The men concerned were Matt Busby, Jock Stein and Bill Shankly, all legendary football managers and all, like McIlvanney, from the West of Scotland. The task that the great sportswriter set himself in his three-part documentary (the last part is tonight) was to discover what strengths the three men drew from their shared background that set them apart from the other football managers of their era.

The story began - oddly, for one so loquacious as McIlvanney - in silence, as the crowds at three football grounds observed the passing of their heroes. It was a clever way to instantly establish the stature of his subjects and the awe in which they were held by their followers.

The aggression and dedication required to succeed at the lower levels of Scottish soccer, where the triumvirate cut their teeth, was demonstrated by a recent half-time visit to the changing-room of Blantyre Victoria. The coach was explaining to his team that he was not best pleased with their performance. "Apart from you, Rennie, and you, Shug, the rest of youse are a bleeping disgrace. I don't give a bleep. You're here to do a bleeping job, and you're bleeping sleeping. We've seen it right from the start, son. It was your bleeping ball and you let him bleeping have it. Soon as you've done that you're bleeped." He took a deep breath, deciding that a more conciliatory tone was called for. "It's constructive criticism," he said. "And I want to f***ing see better." Which raised an interesting question of censorship: if they don't bleep the f***, what the bleeping bleep were the bleeps?

## COLLECTED DATA
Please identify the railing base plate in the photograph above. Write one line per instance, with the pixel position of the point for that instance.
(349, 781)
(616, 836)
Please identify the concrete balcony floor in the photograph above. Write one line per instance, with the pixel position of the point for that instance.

## WHAT THIS EXERCISE ASKS
#1 Decide whether each statement agrees with the documentary review, answering yes or no and quoting the deciding words. (a) The documentary is made up of three parts. (b) The story opened with McIlvanney describing his subjects aloud. (c) The Blantyre Victoria coach criticized every player on the team.
#2 According to the documentary review, what region did Busby, Stein and Shankly come from?
#3 Write the next part of the documentary review, picking up after its final sentence.
The listing is separate material and unrelated to the documentary review.

## RESPONSES BY TASK
#1
(a) Yes: "his three-part documentary"
(b) No: "The story began - oddly, for one so loquacious as McIlvanney - in silence"
(c) No: "Apart from you, Rennie, and you, Shug, the rest of youse are a bleeping disgrace."

#2 The West of Scotland.

#3
Back on the trail, McIlvanney decided to interview his brother, the novelist William McIlvanney, on the basis that he still lives in Scotland while Hugh plies his trade down south. And, as we all know, simple residence in Scotland with an authentic accent is ample qualification to be an expert on football north of the border.

McIlvanney (H) then decamped to Manchester, where he recruited expert help in the shape of ex-bobby John Stalker to track down details of Matt Busby's early years in the city. Apparently the census-takers had a spot of trouble with Busby's accent. When they asked his occupation, they misheard and to this day he is recorded in municipal records as "M. Busby, Fruit- boiler". Well, it has been said that being a professional footballer is money for jam.

The two documentaries aired so far were gentle-paced and elegiac in tone, with judicious use of archive material and a notably enjoyable musical soundtrack. Only once did McIlvanney embark on one of his epic multi-clausal sentences, for the most part restraining himself to pithy questions and no-nonsense links, all delivered in that wonderfully emphatic voice, deep and peaty like a large glass of Lagavulin single malt whisky.

This was a series that he was born to make, both geographically and temperamentally. If, as his brother reckoned, Stein, Busby and Shankly "made their managerships an expression of where they came from", then the same was true of McIlvanney and these programmes. He was clearly blissfully happy strolling the streets that shaped his heroes. If the fact that they had also been his friends lent the enterprise an air of hagiography, it mattered little. A documentary doesn't have to be a demolition job to be enjoyable.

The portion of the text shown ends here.